═══ Provided entries ═══

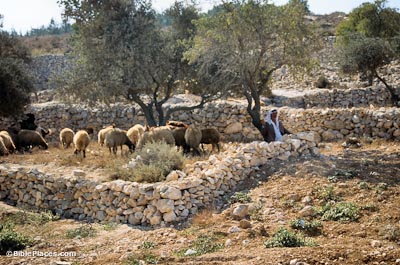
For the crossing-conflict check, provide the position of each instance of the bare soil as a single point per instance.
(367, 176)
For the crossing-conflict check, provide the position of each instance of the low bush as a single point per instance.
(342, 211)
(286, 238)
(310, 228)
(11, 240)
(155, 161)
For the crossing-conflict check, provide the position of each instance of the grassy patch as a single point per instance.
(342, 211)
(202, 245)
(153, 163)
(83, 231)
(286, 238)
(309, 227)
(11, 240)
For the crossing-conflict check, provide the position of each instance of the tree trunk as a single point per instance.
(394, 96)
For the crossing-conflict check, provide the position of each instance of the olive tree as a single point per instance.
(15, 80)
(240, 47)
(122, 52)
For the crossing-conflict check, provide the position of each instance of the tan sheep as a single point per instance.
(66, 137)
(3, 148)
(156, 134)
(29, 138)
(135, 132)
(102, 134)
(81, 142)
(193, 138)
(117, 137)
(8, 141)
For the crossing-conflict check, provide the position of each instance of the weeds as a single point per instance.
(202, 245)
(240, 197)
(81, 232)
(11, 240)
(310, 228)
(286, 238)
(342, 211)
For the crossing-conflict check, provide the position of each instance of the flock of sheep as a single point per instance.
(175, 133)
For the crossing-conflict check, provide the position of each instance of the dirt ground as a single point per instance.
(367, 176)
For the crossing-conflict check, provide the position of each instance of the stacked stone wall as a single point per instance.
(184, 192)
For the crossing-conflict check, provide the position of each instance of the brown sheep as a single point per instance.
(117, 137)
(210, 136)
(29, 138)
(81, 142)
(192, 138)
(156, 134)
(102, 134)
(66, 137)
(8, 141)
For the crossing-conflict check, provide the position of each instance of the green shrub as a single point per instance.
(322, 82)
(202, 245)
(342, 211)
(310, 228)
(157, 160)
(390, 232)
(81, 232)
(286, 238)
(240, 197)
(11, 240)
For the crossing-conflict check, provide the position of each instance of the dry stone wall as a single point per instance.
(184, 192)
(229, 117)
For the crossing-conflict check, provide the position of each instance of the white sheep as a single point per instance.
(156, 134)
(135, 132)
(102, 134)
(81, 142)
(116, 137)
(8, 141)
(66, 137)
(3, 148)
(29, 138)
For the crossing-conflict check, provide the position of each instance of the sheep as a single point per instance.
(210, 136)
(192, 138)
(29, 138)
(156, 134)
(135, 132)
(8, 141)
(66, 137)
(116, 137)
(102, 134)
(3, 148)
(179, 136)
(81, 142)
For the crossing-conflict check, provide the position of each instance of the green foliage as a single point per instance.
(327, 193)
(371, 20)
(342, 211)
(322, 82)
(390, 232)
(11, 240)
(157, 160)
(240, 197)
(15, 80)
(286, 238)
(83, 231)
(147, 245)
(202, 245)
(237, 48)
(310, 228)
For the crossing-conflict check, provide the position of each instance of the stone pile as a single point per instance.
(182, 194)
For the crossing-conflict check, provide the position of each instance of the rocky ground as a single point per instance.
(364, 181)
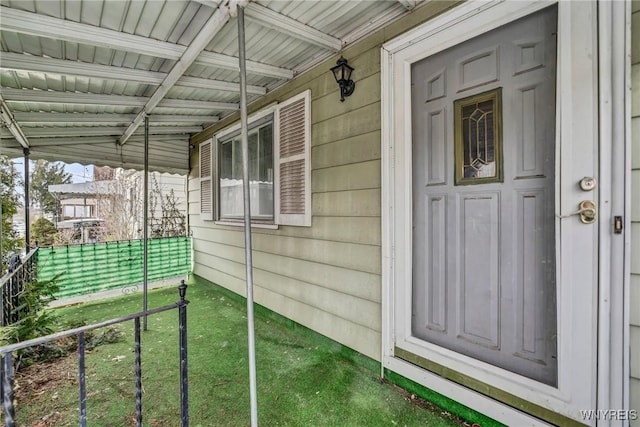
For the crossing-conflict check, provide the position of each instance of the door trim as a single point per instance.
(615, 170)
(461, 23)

═══
═══ Provided entries ═══

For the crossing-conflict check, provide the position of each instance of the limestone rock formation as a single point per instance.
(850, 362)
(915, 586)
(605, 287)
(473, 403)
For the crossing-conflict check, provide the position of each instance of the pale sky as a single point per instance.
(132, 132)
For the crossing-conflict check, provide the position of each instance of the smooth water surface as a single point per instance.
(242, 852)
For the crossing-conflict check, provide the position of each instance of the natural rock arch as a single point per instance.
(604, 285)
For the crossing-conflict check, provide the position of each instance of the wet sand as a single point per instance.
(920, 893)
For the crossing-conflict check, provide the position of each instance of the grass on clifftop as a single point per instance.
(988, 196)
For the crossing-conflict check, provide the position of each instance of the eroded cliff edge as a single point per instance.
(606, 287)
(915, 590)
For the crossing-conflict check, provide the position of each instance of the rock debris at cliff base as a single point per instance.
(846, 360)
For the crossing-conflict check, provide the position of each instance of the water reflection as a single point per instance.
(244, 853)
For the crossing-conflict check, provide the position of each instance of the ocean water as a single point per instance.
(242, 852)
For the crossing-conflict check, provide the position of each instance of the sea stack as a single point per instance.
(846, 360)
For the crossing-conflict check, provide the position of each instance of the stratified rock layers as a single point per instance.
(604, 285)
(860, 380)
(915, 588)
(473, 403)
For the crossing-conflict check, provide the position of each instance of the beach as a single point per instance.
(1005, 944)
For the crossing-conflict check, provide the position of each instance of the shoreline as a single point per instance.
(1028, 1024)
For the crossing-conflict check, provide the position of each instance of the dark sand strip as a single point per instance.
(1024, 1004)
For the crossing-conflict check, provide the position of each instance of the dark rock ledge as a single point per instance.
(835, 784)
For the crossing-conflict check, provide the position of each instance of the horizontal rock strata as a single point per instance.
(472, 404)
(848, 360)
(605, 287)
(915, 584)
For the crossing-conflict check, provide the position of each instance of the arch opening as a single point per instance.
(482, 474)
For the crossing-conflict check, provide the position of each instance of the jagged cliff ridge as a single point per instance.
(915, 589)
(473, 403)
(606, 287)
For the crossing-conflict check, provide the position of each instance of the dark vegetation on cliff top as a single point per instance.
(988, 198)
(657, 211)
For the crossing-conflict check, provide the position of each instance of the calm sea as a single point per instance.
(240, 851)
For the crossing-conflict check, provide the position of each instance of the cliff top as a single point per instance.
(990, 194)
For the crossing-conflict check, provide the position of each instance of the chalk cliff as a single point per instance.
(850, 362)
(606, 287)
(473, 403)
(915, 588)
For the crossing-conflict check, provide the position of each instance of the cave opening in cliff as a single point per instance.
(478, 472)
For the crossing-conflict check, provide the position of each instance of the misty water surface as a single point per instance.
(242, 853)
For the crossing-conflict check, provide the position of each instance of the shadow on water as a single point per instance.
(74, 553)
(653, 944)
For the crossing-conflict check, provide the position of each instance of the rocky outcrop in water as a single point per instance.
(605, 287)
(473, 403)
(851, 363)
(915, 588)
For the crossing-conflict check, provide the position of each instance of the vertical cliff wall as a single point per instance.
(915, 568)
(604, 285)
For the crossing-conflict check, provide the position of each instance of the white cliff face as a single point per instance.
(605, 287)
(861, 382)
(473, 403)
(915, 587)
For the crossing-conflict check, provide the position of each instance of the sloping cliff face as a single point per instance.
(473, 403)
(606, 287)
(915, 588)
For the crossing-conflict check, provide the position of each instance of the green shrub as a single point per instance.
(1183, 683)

═══

[Stated goal]
Find every line in the entries above that contains the string "surface", and copy each of those lines.

[Solution to this exercise]
For the crossing-conflict check, provide the position of each instance of the smooth water surface as a single point per instance.
For the crossing-conflict check, provide the position of each instance of the misty water surface as a single point per instance.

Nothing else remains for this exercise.